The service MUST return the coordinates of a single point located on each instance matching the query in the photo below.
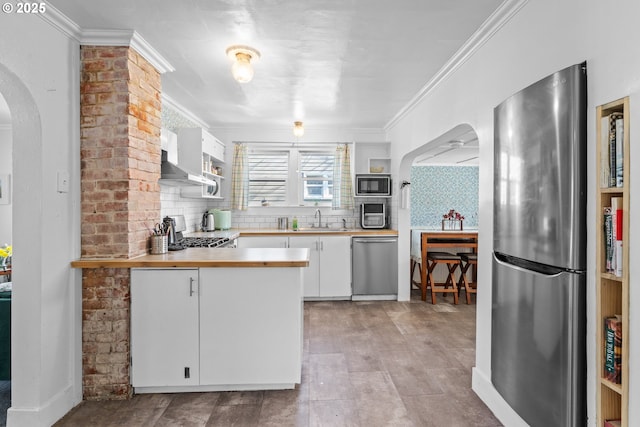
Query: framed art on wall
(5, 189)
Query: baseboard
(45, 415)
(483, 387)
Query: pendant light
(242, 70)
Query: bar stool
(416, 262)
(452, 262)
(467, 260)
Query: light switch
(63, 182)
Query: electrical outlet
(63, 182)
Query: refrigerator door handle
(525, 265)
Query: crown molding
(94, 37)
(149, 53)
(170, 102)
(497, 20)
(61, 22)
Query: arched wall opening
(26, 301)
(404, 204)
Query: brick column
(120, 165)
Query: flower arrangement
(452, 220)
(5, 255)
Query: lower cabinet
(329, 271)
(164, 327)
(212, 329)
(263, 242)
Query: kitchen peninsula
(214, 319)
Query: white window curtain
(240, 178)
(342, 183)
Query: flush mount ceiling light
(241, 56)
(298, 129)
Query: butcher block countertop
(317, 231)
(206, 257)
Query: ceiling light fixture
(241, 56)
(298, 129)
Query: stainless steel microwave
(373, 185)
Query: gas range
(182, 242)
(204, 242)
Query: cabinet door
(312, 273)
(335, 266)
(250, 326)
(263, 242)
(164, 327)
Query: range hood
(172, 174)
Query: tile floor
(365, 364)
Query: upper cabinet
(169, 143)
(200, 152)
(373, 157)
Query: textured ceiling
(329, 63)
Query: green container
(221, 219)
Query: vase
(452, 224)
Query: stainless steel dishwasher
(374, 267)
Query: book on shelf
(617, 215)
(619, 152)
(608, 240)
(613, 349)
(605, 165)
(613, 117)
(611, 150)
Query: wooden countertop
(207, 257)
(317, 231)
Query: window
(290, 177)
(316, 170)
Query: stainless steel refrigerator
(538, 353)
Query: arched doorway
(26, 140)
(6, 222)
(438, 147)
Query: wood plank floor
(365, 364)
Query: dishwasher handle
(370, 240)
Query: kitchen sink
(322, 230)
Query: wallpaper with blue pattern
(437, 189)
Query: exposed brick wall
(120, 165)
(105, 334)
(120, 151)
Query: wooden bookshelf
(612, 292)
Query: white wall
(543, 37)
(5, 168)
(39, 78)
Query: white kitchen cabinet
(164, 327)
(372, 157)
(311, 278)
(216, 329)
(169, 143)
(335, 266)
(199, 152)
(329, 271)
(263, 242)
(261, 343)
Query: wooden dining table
++++++++++
- What is required:
Revise every line of the records above, replacing "stainless steel" with "brushed metal" wherever it occurs and leaving all other text unchanged. Omit the pictures from your answer.

- Response to the exercise:
The service MUST return the coordinates of a single point located on each instance matching the query in the photo below.
Query: framed art on wall
(5, 189)
Query: baseboard
(45, 415)
(483, 387)
Query: pendant light
(242, 70)
Query: bar stool
(416, 262)
(452, 262)
(467, 260)
Query: light switch
(63, 182)
Query: electrical outlet
(63, 182)
Query: refrigerator door handle
(525, 265)
Query: crown molding
(94, 37)
(149, 53)
(170, 102)
(497, 20)
(61, 22)
Query: arched wall opening
(26, 301)
(404, 204)
Query: brick column
(120, 165)
Query: flower arrangement
(452, 220)
(5, 255)
Query: lower cabinet
(329, 271)
(164, 327)
(212, 329)
(263, 242)
Query: kitchen peninsula
(214, 319)
Query: white window curtain
(240, 178)
(342, 183)
Query: flush mount ceiling light
(241, 56)
(298, 129)
Query: butcher block countertop
(317, 231)
(206, 257)
Query: ceiling light fixture
(241, 56)
(298, 129)
Query: brushed metal microwave
(373, 185)
Query: gas range
(182, 242)
(204, 242)
Query: cabinet door
(312, 273)
(335, 266)
(250, 326)
(263, 242)
(164, 327)
Query: range hood
(172, 174)
Query: tile floor
(365, 364)
Query: upper cabinet
(169, 143)
(200, 152)
(373, 157)
Query: textured ceiling
(329, 63)
Query: green container
(221, 219)
Query: vase
(452, 224)
Query: brushed metal dishwasher
(374, 267)
Query: book on shelf
(617, 215)
(619, 152)
(608, 240)
(613, 349)
(605, 165)
(613, 117)
(611, 150)
Query: wooden countertop
(207, 257)
(317, 231)
Query: window
(290, 177)
(316, 170)
Query: brushed metal refrigerator
(538, 353)
Query: arched doorway
(26, 140)
(6, 222)
(438, 147)
Query: wood plank floor
(365, 364)
Query: dishwasher handle
(370, 240)
Query: kitchen sink
(322, 230)
Query: wallpaper with blue pattern
(437, 189)
Query: exposed brick wall
(120, 165)
(105, 334)
(120, 151)
Query: wooden bookshelf
(612, 292)
Query: white wall
(543, 37)
(5, 168)
(39, 78)
Query: white kitchen cabinet
(164, 327)
(372, 157)
(311, 278)
(216, 329)
(169, 143)
(335, 266)
(199, 152)
(329, 271)
(263, 242)
(261, 343)
Query: wooden dining table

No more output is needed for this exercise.